What is required:
Everything from the line containing "Query: treeline" through the last line of the data below should be given again exactly, both end lines included and nothing more.

Material for the task:
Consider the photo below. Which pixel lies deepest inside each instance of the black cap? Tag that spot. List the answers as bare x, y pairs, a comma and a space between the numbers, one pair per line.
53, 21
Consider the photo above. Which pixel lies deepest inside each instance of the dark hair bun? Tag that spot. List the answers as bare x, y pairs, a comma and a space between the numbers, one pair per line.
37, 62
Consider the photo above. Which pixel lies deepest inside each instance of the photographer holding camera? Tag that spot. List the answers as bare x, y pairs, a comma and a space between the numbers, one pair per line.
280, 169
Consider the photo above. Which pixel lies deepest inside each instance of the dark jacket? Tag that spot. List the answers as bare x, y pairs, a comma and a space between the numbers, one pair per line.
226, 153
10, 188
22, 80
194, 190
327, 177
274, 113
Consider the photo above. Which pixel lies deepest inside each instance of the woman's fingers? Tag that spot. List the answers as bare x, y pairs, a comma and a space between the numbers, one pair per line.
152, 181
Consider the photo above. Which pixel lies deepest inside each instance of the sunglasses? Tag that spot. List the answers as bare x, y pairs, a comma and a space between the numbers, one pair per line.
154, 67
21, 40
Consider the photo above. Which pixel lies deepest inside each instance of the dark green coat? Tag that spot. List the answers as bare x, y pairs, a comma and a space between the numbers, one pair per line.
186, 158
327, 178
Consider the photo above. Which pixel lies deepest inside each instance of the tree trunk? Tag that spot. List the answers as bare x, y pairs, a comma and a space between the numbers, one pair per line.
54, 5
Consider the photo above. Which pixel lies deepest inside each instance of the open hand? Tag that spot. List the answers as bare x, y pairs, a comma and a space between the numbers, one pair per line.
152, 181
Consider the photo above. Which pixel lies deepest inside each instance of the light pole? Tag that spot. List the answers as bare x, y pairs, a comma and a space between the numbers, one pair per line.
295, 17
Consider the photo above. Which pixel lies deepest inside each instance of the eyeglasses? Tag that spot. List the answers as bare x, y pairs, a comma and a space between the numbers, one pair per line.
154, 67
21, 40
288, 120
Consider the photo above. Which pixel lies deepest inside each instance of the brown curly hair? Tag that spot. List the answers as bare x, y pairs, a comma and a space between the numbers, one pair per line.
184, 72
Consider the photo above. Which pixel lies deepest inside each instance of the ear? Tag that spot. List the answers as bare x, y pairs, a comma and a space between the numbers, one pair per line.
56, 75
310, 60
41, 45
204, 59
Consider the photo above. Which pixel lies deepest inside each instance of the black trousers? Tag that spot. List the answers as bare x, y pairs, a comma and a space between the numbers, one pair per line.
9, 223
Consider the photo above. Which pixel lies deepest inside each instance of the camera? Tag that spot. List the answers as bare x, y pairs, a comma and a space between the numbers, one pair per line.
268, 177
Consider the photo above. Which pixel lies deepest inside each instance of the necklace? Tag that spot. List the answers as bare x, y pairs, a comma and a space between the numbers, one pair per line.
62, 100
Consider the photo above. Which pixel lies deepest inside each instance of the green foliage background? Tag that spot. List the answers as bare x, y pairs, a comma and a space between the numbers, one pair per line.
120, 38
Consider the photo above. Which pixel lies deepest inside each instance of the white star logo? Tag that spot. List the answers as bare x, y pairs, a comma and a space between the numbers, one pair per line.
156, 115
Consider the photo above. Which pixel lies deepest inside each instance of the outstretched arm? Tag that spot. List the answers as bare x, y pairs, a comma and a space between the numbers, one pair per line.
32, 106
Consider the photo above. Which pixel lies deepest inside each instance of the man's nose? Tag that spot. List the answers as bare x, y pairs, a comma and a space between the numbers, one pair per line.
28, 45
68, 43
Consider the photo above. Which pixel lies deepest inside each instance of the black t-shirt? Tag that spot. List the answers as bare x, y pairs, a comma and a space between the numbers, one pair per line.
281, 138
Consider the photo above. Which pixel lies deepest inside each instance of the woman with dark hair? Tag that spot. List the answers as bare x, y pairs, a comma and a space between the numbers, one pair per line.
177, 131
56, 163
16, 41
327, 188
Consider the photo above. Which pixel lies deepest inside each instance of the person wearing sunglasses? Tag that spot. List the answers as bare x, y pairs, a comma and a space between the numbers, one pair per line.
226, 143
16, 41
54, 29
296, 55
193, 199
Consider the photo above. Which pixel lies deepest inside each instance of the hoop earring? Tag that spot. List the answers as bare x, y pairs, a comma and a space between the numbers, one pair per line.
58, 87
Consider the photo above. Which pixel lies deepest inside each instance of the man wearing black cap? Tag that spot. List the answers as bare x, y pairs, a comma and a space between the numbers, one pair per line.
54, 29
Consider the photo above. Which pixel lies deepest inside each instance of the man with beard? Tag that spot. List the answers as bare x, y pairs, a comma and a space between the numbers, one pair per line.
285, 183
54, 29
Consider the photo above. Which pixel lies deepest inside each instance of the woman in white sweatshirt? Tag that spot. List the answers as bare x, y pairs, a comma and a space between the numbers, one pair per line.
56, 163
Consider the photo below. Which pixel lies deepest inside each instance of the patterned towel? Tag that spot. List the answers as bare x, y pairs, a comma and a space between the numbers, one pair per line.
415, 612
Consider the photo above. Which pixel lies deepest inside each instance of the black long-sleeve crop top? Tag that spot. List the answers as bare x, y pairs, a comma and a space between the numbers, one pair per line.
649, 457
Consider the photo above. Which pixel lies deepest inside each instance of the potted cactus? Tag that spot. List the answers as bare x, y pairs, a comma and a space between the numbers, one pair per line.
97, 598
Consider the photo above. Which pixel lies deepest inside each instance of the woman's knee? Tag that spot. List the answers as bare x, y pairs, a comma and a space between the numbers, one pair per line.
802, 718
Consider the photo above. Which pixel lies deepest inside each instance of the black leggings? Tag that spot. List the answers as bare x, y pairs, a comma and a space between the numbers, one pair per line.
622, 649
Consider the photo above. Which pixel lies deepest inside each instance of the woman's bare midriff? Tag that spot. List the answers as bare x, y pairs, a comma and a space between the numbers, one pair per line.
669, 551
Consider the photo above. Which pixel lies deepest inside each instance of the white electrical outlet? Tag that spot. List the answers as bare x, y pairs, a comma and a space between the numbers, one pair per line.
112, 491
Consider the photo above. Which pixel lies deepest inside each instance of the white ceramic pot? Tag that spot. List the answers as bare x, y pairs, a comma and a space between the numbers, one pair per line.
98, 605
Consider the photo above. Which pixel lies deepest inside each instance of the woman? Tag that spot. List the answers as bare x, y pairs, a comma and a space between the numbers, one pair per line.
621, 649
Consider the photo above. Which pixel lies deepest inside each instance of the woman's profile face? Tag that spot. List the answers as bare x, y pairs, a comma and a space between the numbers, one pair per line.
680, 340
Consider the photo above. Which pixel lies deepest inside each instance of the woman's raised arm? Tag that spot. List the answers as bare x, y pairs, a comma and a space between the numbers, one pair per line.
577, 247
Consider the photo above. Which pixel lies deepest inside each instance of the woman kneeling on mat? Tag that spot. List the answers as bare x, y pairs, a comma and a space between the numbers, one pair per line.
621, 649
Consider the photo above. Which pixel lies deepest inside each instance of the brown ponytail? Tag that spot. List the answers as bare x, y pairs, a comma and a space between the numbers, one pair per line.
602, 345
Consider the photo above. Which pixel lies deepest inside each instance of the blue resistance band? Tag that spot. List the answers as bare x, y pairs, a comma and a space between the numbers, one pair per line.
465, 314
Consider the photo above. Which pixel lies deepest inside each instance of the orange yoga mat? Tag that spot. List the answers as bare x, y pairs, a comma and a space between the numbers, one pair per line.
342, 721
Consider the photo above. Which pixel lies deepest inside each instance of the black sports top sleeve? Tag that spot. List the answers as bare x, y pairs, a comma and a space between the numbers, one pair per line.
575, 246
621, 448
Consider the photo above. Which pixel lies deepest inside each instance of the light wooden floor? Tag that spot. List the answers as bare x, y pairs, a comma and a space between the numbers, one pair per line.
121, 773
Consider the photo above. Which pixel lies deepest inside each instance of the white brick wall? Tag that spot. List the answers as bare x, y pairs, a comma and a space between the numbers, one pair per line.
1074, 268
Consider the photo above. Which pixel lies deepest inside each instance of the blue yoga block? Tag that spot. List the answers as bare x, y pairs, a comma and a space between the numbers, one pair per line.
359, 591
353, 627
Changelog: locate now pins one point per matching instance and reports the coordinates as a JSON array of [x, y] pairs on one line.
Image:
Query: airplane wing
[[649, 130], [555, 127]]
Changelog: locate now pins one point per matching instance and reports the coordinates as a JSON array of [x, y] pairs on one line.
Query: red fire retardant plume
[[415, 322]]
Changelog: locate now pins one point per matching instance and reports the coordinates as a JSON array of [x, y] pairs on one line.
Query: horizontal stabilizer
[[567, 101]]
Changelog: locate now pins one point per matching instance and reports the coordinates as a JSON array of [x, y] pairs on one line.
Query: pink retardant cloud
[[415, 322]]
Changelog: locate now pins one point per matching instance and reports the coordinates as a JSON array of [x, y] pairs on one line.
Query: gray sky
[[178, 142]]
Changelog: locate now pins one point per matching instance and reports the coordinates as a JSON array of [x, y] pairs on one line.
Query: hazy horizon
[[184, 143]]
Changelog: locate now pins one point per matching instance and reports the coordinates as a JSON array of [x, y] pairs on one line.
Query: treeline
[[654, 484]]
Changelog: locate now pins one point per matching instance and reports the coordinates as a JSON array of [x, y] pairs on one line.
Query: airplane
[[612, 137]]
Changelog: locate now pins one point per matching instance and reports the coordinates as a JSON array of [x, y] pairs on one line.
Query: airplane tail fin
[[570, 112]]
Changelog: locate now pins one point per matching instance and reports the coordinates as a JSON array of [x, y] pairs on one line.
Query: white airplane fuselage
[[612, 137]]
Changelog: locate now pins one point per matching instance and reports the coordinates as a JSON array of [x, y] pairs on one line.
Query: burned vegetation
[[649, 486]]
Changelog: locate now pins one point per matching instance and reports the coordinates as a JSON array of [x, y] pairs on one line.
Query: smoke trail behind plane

Written solution:
Query: treeline
[[654, 484]]
Changelog: locate now pins one point per matching instance and reports the coordinates as a JSON array of [x, y] pairs on one line.
Query: airplane
[[612, 137]]
Changelog: locate now pins one point per matching instance and reports the coordinates as a JSON array of [x, y] pairs on one line.
Query: airplane tail fin
[[570, 112]]
Changelog: locate now pins one point per matching instance and reports the coordinates as a JSON array of [x, y] pairs on one line.
Query: white airplane fuselage
[[612, 137]]
Changelog: locate now pins one point per matching instance and reports the coordinates as a JSON array of [x, y] pairs on one line.
Query: burned vegetation
[[649, 486]]
Changelog: locate now pins one point per matching instance and reports the coordinates as a JSON array of [x, y] pairs on one line.
Query: smoke trail behind plane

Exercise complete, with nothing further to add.